All of the entries below are to be copied without any alteration.

┌──

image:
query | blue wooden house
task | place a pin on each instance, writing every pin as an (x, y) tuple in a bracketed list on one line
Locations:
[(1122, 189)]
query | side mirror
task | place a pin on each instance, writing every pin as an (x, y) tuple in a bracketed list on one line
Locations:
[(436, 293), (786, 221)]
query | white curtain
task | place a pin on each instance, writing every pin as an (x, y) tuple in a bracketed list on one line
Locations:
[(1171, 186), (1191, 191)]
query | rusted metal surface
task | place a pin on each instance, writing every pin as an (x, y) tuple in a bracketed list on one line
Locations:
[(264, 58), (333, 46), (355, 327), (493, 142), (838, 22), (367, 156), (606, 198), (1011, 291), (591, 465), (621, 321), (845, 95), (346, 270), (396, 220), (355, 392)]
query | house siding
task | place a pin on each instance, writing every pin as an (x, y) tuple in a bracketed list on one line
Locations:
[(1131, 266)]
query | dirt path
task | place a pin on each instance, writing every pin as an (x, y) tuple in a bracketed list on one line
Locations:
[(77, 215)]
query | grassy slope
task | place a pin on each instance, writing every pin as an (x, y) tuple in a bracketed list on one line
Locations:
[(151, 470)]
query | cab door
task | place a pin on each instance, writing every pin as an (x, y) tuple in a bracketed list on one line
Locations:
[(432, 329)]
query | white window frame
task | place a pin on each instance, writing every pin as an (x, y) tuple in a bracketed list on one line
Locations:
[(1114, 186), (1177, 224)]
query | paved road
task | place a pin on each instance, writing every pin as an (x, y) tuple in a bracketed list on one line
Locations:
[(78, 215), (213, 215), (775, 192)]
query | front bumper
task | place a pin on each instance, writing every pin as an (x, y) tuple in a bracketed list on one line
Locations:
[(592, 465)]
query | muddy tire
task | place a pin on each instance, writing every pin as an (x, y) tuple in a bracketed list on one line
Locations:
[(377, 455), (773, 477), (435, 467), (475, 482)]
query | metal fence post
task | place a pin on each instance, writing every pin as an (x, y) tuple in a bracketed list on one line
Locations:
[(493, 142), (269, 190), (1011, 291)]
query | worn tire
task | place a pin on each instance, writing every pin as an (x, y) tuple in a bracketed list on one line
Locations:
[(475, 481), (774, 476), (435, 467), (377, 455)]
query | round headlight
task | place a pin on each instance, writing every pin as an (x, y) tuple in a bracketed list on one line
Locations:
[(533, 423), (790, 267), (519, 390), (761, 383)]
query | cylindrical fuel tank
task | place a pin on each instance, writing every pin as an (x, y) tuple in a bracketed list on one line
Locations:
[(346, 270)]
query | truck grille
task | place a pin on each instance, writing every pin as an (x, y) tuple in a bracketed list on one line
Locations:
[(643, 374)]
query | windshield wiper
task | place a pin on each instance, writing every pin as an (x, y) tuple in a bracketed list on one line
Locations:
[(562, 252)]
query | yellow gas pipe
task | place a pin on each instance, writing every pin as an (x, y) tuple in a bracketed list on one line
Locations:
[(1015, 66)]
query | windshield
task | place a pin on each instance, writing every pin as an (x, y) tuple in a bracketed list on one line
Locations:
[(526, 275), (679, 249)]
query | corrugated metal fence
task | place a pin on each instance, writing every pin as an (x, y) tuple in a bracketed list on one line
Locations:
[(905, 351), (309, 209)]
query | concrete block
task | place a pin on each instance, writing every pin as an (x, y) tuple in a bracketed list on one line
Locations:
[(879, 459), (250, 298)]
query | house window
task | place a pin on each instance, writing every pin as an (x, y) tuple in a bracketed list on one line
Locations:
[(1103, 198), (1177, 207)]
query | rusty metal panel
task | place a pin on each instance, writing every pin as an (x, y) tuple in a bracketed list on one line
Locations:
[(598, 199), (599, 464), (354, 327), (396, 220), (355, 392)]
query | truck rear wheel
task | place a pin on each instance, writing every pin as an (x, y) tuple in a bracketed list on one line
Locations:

└──

FINISHED TASK:
image:
query | blue wooden house
task | place a pin on each instance, writing every pin as an (x, y) tuple in a bracketed list on one line
Locations:
[(1122, 189)]
query | side mirror
task | place a pin on each instance, writing every pin as an (x, y) tuple in a bracketed list on one line
Locations:
[(436, 293), (786, 221)]
query | white curtain
task | place a pin on each instance, writing every pin as an (x, y) tuple in a bracketed list on one line
Locations:
[(1171, 186), (1191, 191)]
query | rusted metal surface
task | place a pin on each instance, writing every pin as an (x, y) tuple in a bracketed list on one line
Locations:
[(264, 58), (333, 46), (355, 327), (493, 142), (838, 22), (367, 156), (606, 198), (1011, 291), (591, 465), (621, 321), (845, 95), (346, 270), (396, 220), (355, 392)]
query | house siding
task | place a pin on each instance, writing every pin as an (x, y) tuple in a bracketed list on one line
Locations:
[(1131, 266)]
query | dirt path
task | place a pin on each instance, writing every pin as an (x, y) tuple in a bracketed list on one line
Locations:
[(77, 215)]
query | grassy slope
task | place a pin on each instance, writing every pin as an (x, y) tuple in a bracketed list on one line
Locations:
[(151, 470)]
query | cab door
task | place a pin on each instance, writing every pin as an (x, y) tuple in a bracketed list on one line
Locations:
[(432, 329)]
query | white window frame
task | place a pin on each instance, writing every pin as an (x, y) tuple in a bracketed list on one line
Locations:
[(1114, 186), (1177, 224)]
query | paved road
task | place a pin on each instance, writing every pin as an (x, y) tuple in a bracketed list on one line
Locations:
[(78, 215), (213, 215), (775, 192)]
query | front bumper
task | place a pin on each instance, writing every pin as an (x, y) tuple in a bracketed list on one line
Locations:
[(592, 465)]
query | muddy tire
task | place a pin on each instance, writing every pin as an (x, y) tuple in a bracketed list on one line
Locations:
[(377, 455), (773, 477), (435, 467), (475, 482)]
query | metal fence post
task | place a pin on each instance, writing every pin as an (x, y) tuple in a bracketed list on one line
Locations:
[(493, 142), (269, 190), (1011, 291)]
query | worn tire
task | place a pin on each instance, writing every pin as an (x, y) tuple in a bracketed list on one line
Locations:
[(475, 481), (774, 476), (435, 467), (377, 455)]
query | round headlight
task | place a pin on each instance, writing every pin as an (x, y) tuple in a bracketed list on one line
Locations:
[(533, 423), (790, 267), (519, 390), (761, 383)]
query | cylindrical fuel tank
task | place a pin on each instance, writing every pin as an (x, y) tuple in a bracketed list on one line
Locations:
[(346, 270)]
query | truck grille
task | place a pin on each instance, writing every pin as an (x, y) tuple in a bracketed list on one line
Locations:
[(643, 374)]
query | windshield wiper
task | place a pin on each instance, writing every pin as an (x, y) tuple in a bracketed list on one line
Locations:
[(562, 252)]
query | yellow gas pipe
task | place a pin on each instance, writing every pin as an (x, y) tuple in a bracketed list on one line
Locations:
[(1015, 66)]
query | windshield
task | place a pin on each instance, writing every pin as an (x, y) tuple in a bracketed list on one line
Locations:
[(526, 275), (679, 249)]
query | corrugated metal fence
task | place a pin on each instance, writing every pin as an (x, y) tuple in a bracketed list on one line
Locations:
[(905, 351), (309, 209)]
query | concrete block
task | place a pin on each instance, writing every pin as an (x, y) tuple in a bracketed list on one line
Locations:
[(879, 459), (250, 298)]
query | house window
task | place a pin on each instance, writing every pin as an (x, y) tuple in a bracketed list on one line
Locations:
[(1103, 198), (1177, 207)]
query | rusty metal panel
task | place a pin on each instance, writing every pin as an (x, y) tuple in a bracketed list on one line
Locations:
[(598, 199), (599, 464), (354, 327), (396, 220), (355, 392)]
query | truck rear wheel
task | place a pin on each instance, writing every pin as an (x, y) tuple in a bracketed list on one line
Locations:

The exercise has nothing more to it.